(Data under study begins)

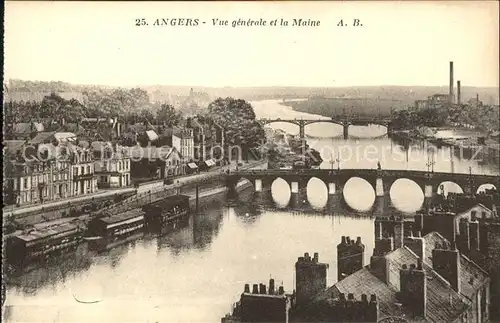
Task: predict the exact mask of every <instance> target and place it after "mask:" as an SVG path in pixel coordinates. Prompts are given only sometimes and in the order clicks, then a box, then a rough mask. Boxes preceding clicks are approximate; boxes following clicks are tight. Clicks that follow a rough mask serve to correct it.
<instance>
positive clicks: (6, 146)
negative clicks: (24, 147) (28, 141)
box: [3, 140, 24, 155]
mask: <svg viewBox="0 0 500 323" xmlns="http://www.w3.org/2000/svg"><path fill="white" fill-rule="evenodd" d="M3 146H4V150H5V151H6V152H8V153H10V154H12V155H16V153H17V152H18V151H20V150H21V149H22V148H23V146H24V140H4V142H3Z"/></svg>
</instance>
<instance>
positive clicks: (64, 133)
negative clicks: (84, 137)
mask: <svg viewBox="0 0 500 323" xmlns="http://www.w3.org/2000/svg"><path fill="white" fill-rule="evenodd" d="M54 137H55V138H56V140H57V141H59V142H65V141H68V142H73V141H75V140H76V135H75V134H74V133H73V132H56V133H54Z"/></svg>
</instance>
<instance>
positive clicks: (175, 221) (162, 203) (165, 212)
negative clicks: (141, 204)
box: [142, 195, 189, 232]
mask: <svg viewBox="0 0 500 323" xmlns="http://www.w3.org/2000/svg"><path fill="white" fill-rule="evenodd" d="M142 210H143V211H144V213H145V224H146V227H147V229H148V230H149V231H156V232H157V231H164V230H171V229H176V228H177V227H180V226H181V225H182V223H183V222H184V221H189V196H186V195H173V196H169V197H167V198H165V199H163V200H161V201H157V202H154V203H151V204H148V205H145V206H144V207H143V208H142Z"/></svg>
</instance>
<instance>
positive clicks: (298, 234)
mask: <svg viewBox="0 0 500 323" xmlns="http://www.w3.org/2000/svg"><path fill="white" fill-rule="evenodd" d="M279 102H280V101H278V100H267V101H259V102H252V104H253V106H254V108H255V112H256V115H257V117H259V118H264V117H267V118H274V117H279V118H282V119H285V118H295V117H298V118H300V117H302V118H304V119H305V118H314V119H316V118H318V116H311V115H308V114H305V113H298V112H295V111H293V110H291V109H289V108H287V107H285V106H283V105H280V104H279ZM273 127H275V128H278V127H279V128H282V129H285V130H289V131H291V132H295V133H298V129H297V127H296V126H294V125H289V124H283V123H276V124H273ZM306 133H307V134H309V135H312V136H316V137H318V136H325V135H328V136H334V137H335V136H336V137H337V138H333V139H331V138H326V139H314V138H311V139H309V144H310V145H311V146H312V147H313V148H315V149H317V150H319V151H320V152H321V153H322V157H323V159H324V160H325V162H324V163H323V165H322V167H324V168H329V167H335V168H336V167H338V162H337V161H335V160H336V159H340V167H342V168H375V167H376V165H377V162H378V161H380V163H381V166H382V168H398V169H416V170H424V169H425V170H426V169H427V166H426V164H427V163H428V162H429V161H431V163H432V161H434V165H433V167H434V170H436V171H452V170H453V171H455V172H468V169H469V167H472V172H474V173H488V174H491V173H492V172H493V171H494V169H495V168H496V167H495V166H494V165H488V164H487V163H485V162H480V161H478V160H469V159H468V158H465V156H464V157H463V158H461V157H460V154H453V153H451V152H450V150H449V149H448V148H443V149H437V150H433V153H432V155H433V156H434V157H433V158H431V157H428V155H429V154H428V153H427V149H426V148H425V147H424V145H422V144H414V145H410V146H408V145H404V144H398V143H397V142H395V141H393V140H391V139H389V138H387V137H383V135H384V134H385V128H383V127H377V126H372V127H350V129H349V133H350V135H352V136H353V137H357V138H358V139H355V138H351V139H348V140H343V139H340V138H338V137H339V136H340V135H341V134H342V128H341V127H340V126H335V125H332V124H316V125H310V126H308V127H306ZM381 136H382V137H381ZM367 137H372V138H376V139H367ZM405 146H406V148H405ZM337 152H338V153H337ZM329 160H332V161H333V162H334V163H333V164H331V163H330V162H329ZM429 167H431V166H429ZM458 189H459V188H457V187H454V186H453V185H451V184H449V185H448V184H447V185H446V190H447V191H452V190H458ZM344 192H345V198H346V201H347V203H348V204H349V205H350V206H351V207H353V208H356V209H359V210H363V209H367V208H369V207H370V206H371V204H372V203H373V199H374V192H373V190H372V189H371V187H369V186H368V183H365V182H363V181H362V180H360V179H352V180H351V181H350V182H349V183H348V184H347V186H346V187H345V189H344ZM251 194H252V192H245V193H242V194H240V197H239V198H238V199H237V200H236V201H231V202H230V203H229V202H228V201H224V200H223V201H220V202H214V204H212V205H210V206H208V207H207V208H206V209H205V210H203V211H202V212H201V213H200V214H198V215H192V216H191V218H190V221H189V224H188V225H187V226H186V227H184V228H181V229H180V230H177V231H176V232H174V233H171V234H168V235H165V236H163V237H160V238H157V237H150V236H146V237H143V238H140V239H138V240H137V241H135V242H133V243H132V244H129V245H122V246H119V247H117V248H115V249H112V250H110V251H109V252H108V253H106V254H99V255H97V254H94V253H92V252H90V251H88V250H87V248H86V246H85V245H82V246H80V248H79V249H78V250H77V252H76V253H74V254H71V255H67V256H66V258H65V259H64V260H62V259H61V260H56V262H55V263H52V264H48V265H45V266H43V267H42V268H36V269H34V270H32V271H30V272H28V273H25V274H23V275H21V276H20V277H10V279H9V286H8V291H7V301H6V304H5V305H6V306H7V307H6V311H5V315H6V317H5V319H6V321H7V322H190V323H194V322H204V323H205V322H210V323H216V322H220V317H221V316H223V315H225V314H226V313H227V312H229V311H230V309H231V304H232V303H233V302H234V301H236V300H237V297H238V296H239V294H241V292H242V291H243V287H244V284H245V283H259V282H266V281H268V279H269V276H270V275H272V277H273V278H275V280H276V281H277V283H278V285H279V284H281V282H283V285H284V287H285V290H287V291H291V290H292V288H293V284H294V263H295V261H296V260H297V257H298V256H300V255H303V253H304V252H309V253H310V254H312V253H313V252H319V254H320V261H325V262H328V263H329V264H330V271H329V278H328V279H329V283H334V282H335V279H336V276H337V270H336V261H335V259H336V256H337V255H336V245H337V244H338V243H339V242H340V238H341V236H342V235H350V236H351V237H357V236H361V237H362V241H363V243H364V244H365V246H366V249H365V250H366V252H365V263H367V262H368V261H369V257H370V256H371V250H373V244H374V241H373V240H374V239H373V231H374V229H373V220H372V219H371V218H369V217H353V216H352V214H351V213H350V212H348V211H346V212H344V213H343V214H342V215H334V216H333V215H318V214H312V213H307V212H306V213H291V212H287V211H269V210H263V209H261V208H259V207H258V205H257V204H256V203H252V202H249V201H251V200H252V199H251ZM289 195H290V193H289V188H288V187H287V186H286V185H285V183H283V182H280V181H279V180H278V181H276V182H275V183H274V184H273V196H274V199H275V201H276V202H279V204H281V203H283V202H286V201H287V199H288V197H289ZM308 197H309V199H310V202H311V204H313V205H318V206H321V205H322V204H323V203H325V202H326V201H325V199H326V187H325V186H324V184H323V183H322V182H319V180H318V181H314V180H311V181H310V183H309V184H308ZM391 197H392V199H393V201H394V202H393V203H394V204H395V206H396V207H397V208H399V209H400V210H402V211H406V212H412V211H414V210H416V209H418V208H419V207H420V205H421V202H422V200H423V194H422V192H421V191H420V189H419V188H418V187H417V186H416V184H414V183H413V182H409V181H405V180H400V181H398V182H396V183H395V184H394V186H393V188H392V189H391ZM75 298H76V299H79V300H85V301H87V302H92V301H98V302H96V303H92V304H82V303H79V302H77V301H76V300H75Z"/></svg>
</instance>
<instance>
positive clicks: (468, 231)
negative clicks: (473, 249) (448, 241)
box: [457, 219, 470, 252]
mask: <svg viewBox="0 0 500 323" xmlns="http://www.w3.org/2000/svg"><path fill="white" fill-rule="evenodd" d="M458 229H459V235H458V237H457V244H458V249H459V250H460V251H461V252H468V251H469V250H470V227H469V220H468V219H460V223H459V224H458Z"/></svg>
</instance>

(Data under study ends)

Beginning with the first line of the material above, please output each line exactly through the line that contains "positive clicks: (64, 133)", and only those, leaving out pictures.

Task: predict the exact mask of every <instance> target and place it after "mask:" as an SVG path in pixel coordinates. Prompts are given only sometimes and in the order clicks, then a box, then a rough mask. Boxes preceding clicks are approximate; boxes following clicks are tight. Clicks that follow a rough mask serve to correct it.
<instance>
positive clicks: (6, 146)
negative clicks: (24, 147) (28, 141)
box: [3, 140, 24, 155]
mask: <svg viewBox="0 0 500 323" xmlns="http://www.w3.org/2000/svg"><path fill="white" fill-rule="evenodd" d="M3 146H4V150H5V151H6V152H8V153H10V154H12V155H16V153H17V152H18V151H20V150H21V149H22V148H23V146H24V140H4V142H3Z"/></svg>
</instance>
<instance>
positive clicks: (64, 133)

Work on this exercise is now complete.